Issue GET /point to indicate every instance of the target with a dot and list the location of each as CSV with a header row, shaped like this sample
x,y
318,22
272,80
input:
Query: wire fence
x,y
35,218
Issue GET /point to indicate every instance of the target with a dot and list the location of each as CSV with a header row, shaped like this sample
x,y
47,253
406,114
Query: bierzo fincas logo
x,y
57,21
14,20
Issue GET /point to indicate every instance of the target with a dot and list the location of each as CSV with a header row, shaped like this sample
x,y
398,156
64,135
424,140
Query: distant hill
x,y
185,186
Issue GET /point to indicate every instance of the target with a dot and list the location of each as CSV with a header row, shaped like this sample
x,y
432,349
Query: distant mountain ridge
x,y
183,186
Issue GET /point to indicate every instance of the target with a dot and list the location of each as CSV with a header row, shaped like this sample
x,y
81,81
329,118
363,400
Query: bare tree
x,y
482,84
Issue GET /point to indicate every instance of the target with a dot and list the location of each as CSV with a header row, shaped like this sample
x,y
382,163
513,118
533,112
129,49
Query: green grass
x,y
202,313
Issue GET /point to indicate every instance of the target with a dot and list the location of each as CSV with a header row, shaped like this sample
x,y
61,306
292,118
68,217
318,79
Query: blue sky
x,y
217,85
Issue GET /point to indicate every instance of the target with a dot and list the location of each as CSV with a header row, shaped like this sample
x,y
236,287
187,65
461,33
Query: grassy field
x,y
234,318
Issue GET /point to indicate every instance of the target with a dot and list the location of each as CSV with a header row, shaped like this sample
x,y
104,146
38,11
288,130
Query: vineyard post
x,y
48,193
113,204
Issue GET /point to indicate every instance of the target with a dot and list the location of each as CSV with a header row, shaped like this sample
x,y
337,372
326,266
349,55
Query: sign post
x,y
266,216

◆ ◆ ◆

__Goal__.
Above are some records; extract every one of them exactly.

__Expected answer__.
Issue GET /point to indicate every instance of the target with a dot and list the location of each as CSV with a header row, shaped like this sample
x,y
318,22
272,80
input:
Query: wire fence
x,y
35,218
Issue GET /point to indicate every instance of the target with a dot and list the location of each as CSV with a header row, shaped like this sample
x,y
47,253
406,114
Query: bierzo fincas logo
x,y
57,21
14,20
Issue GET /point to indicate every instance of the target with a dot and list the location of each as CSV with a header row, shaped like this sample
x,y
398,156
64,135
424,140
Query: distant hill
x,y
185,186
Issue GET /point to indicate every instance of the target with a dot and list the location of each as CSV with a header row, shaped like this sample
x,y
432,349
Query: distant mountain ridge
x,y
183,186
Issue GET /point to indicate every instance of the target with a dot and list the location of each as CSV with a header row, shaped like this sample
x,y
81,81
329,118
363,400
Query: bare tree
x,y
482,84
Issue GET /point to indicate every instance of the target with a dot and list the location of each as CSV with a header row, shaped like this sample
x,y
382,163
513,118
533,112
129,49
Query: green grass
x,y
202,313
Issue GET /point to indicate every instance of the target with a dot and list the location of each as CSV with a header row, shaped like this sample
x,y
61,306
292,118
68,217
318,79
Query: blue sky
x,y
217,85
Issue GET /point to indicate every instance of the target with a dot and list the location of each as CSV with a header row, shaped like this sample
x,y
236,287
187,65
461,33
Query: grassy field
x,y
234,318
Issue GET /point to indicate every instance of the target with a dot and list the location of each as CSV with a header row, shaped like this sample
x,y
104,146
38,11
288,130
Query: vineyard post
x,y
48,193
113,204
Issue GET /point to indicate every instance of the target with a dot and list the location of each as CSV with a header row, shaped like this sample
x,y
337,372
326,266
349,55
Query: sign post
x,y
266,216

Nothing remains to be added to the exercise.